**What the exercise asks:** Pictures stay out; please output the remaining data exactly.
════
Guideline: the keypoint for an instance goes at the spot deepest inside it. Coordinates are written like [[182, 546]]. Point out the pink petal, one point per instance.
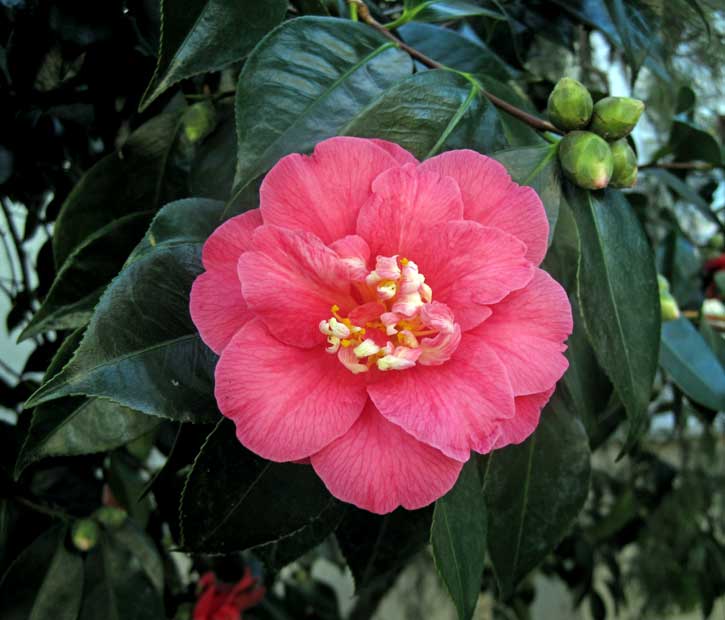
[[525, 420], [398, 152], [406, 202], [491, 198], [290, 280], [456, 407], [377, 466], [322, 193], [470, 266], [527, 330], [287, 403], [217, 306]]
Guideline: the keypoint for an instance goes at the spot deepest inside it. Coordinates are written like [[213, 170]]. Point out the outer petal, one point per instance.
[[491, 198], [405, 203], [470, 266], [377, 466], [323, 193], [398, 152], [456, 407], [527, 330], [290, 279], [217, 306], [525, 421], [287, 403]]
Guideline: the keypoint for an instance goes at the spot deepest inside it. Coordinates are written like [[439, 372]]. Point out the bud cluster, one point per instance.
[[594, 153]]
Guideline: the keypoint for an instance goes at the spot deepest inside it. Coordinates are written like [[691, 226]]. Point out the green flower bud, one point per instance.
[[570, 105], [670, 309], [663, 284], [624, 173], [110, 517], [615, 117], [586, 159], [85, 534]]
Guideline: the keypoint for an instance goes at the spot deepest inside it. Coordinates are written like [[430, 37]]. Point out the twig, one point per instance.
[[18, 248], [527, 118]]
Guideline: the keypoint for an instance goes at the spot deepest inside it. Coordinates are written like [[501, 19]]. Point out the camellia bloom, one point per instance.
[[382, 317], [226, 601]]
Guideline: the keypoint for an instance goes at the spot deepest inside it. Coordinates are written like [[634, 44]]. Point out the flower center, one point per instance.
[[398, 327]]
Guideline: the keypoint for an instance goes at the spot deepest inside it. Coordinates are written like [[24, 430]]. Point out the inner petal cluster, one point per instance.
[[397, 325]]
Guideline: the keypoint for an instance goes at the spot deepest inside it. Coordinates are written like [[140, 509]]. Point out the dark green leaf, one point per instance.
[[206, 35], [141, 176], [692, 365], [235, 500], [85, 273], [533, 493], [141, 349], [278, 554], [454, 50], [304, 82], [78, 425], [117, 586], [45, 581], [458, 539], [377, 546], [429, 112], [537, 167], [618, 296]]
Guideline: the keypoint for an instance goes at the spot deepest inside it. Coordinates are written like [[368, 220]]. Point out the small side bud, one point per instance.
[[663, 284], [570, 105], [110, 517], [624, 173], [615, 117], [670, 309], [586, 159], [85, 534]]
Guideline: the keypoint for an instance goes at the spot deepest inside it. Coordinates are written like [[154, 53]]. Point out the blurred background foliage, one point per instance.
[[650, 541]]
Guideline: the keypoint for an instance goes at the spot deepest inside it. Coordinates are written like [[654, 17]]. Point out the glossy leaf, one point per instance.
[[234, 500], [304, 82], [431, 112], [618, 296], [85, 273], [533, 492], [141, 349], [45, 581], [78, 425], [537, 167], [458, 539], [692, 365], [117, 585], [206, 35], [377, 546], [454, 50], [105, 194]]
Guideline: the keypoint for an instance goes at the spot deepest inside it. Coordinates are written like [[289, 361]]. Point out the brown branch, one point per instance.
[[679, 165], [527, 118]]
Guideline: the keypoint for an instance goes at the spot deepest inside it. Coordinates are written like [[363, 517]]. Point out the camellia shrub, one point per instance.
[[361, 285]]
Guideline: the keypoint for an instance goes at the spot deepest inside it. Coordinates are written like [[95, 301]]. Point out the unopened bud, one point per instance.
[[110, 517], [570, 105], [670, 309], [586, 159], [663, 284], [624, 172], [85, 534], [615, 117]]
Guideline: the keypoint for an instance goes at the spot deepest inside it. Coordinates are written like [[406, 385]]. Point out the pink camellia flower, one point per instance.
════
**Exercise solution:**
Guideline: the keypoint for an instance goes at the spot deepest inside it. Coordinates are written like [[182, 546]]. Point out the pink petal, one point per instance.
[[525, 420], [398, 152], [406, 202], [491, 198], [290, 280], [456, 407], [377, 466], [322, 193], [470, 266], [527, 330], [287, 403], [217, 306]]
Guideline: the keypoint for an instance goes at the spot deepest inside it. Coordinates are written like [[213, 170]]. Point out the outer petal, one point per instance.
[[491, 198], [405, 203], [470, 266], [377, 466], [323, 193], [398, 152], [456, 407], [527, 330], [290, 279], [217, 306], [525, 421], [287, 403]]
Guideline: the keypoint for an instance goes at the spot deepest inside it. Coordinates are written like [[439, 372]]. Point out the bud cluster, one point per instance.
[[594, 153]]
Guideline: the keypoint for an instance goes at the spot deepest inside it. Coordinates are written like [[691, 226]]. Point out the green flower bud, one point per instance.
[[570, 105], [670, 309], [663, 284], [624, 173], [110, 517], [615, 117], [586, 159], [85, 534]]
Guideline: the keypoint for an instance goes at the spot deepest inside it. Coordinates are written like [[430, 37]]. Point out the twig, one point per instance.
[[18, 248], [527, 118]]
Guideline: the keypoint for an instance goes at the spot deepest inside it. Coordinates are written like [[501, 19]]. Point out the camellia bloom, one point per instance.
[[382, 317], [226, 601]]
Guideline: the keypoint for an instance goes at the spot deepest inside it. Coordinates are written like [[634, 44]]. Point out the flower center, one point per instance.
[[398, 327]]
Guideline: the keypoint for an instance goes at the spot deepest inside it. Coordinates are written like [[24, 430]]. Point out the inner petal cluster, one point per instance.
[[397, 325]]
Guideline: the keypoint for an instance goes at the spot deepest inside it. Coordinates are written like [[140, 509]]. Point out the dark green leaf, one point per instance.
[[206, 35], [141, 176], [692, 365], [235, 500], [85, 273], [533, 493], [141, 349], [278, 554], [454, 50], [304, 82], [78, 425], [117, 586], [45, 581], [458, 539], [377, 546], [429, 112], [537, 167], [618, 296]]
Guideline: the keypoint for an instance goes at the spot deepest inside it. Coordinates are written like [[368, 220]]. Point out the small side bud, one point per instance.
[[663, 284], [570, 105], [110, 517], [624, 173], [615, 117], [670, 309], [586, 159], [85, 534]]
Guideline: the keypoint for an instance goes at the spot deepest inside it. Coordinates are written like [[154, 53]]. Point out the blurred background foliage, one point per instance.
[[650, 541]]
Guideline: the keypoint for an instance goes at the spot deepest inside it. Coordinates are written like [[654, 17]]. Point out the glossy leaf, one point per instance.
[[234, 500], [304, 82], [431, 112], [618, 296], [85, 273], [533, 492], [141, 349], [45, 581], [78, 425], [537, 167], [458, 539], [692, 365], [117, 585], [206, 35], [377, 546], [454, 50], [105, 194]]
Guideline: the keypoint for an instance goes at the spot deepest inside it. Coordinates are written like [[289, 361]]. Point out the brown branch, one point per instance.
[[679, 165], [527, 118]]
Guideline: the keypoint for an instance goes at the spot deepest inside it. Coordinates are written like [[363, 517]]. Point out the camellia shrub, one point per instance.
[[361, 285]]
Guideline: the keypoint for an instance goes at the spot deepest inside it. Coordinates are written like [[95, 301]]. Point out the unopened bud, one point per instance.
[[110, 517], [570, 105], [670, 309], [586, 159], [663, 284], [624, 172], [85, 534], [615, 117]]
Guideline: the keypoint for an instance goes at the spot deepest inside it. Coordinates are written like [[406, 385]]. Point out the pink camellia flower, one point per instance.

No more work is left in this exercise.